Version française de l’éditorial publié par Carol SABA le 10 mai dernier dans les colonnes du quotidien libanais à tirage national AN NAHAR
Voilà que la fête est passée, ô notre évêque bien aimé, la fête de la Pâques du Seigneur, et nous t’attendons. Il ne t’échappera pas, là où tu es, que le Christ est ressuscité, car Il se niche dans tous les recoins de ton être et tu l’entoures en ton sein avec tendresse. Lui qui t’a édifié pasteur et guide pour Son peuple dans l’exemplarité et la capacité, pour les temps joyeux et les temps d’épreuves.
C’est la première fois, depuis que le Seigneur a fait croiser nos chemins, nous mettant en phase, en discussion permanente, pour le service de Son Eglise, que je t’adresse la salutation pascale par les médias et non pas par le contact direct personnel. Mes paroles ne cherchent pas là, à venir te fortifier dans l’épreuve, toi qui es toujours pionnier dans la vision ecclésiale et les chemins de la pastorale toujours actualisée et du témoignage chrétien dans le monde d’aujourd’hui. Je ne vais pas te fortifier, toi qui es constant avec droiture dans la sainte patience. Même si la terre tremble sous tes pieds, tu gardes le discernement que nous accorde la parole du Seigneur en nous disant :
« Vous donc aussi, vous êtes maintenant dans la tristesse, mais je vous reverrai, et votre cœur se réjouira, et nul ne vous ravira votre joie »
(Jean 22, 16). Et le Christ, cher Monseigneur, ne revient pas sur Sa parole. Il accorde un délai mais ne délaisse point. Nous restons alors, nous autres, constants dans l’espérance, accrochés à cette parole du Seigneur, conscients du rôle qui est le nôtre, ici et maintenant. Ils ont cru qu’en te privant de liberté, ils te saisissaient. Même prisonnier, avec les mains ligotés, comme ils l’ont fait pour le Seigneur, tu restes libre sans contraintes, envolé en Christ, car celui qui a accosté et qui reste collé à Celui qui « saisit tout », le Pandokrátor, n’est point saisit par une main humaine, ni par une quelconque volonté d’ici-bas. Mes paroles ici ne sont pas une tentative de lecture de l’auteur, de l’inspirateur et/ou du conspirateur de ton enlèvement, ni de celui ou de ceux qui en tirent bénéfice. Il se peut qu’ils soient nombreux ceux qui en profitent d’un tel acte, tellement il nous semble ombrageux, confus et plein de ramifications.

==*==

#### EXERCICES:
a - Répondez à ces questions sur l'éditorial :
(i) Dans quel quotidien a-t-il paru ?
(ii) Quelle fête vient de passer ?
(iii) Quel nom grec donne-t-il à Celui qui « saisit tout » ?
b - Recopiez le passage de l'éditorial situé entre « Version française de » et « les temps d’épreuves. », bornes incluses.
Répondez en vous fondant sur l'éditorial ci-dessus, sans autre source.

==*==

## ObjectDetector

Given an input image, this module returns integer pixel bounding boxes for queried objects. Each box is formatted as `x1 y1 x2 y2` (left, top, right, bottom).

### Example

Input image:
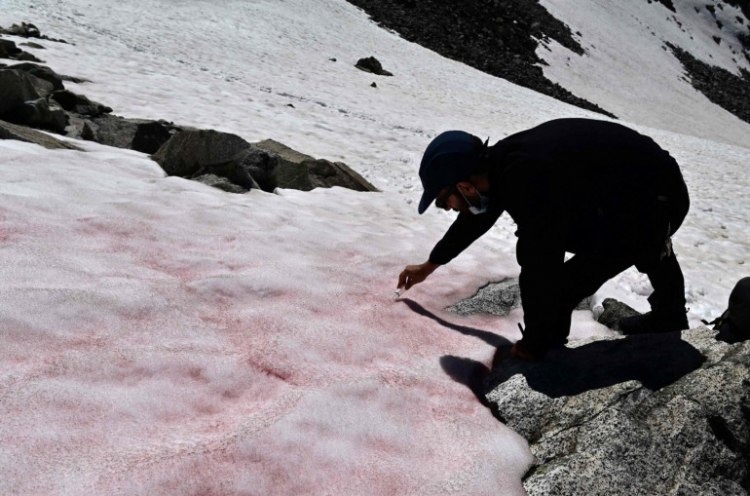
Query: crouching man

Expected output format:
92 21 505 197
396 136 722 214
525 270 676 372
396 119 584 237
398 119 690 360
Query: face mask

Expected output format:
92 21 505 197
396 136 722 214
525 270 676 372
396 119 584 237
456 188 490 215
469 193 490 215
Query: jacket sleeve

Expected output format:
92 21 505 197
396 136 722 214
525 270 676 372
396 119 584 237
430 205 503 265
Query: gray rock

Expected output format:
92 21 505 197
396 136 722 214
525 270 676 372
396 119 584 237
51 90 112 116
19 41 46 50
0 69 53 115
9 62 88 90
0 22 67 43
81 115 180 153
484 328 750 496
193 146 278 192
302 159 378 191
0 40 23 59
598 298 641 331
354 57 393 76
0 121 83 151
19 98 68 134
151 130 251 177
253 139 315 191
446 278 591 316
193 174 248 193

==*==

#### RÉPONSES AUX EXERCICES:
a -
(i) Dans AN NAHAR, quotidien libanais à tirage national.
(ii) La fête de la Pâques du Seigneur.
(iii) Le Pandokrátor.

b -
Version française de l’éditorial publié par Carol SABA le 10 mai dernier dans les colonnes du quotidien libanais à tirage national AN NAHAR
Voilà que la fête est passée, ô notre évêque bien aimé, la fête de la Pâques du Seigneur, et nous t’attendons. Il ne t’échappera pas, là où tu es, que le Christ est ressuscité, car Il se niche dans tous les recoins de ton être et tu l’entoures en ton sein avec tendresse. Lui qui t’a édifié pasteur et guide pour Son peuple dans l’exemplarité et la capacité, pour les temps joyeux et les temps d’épreuves.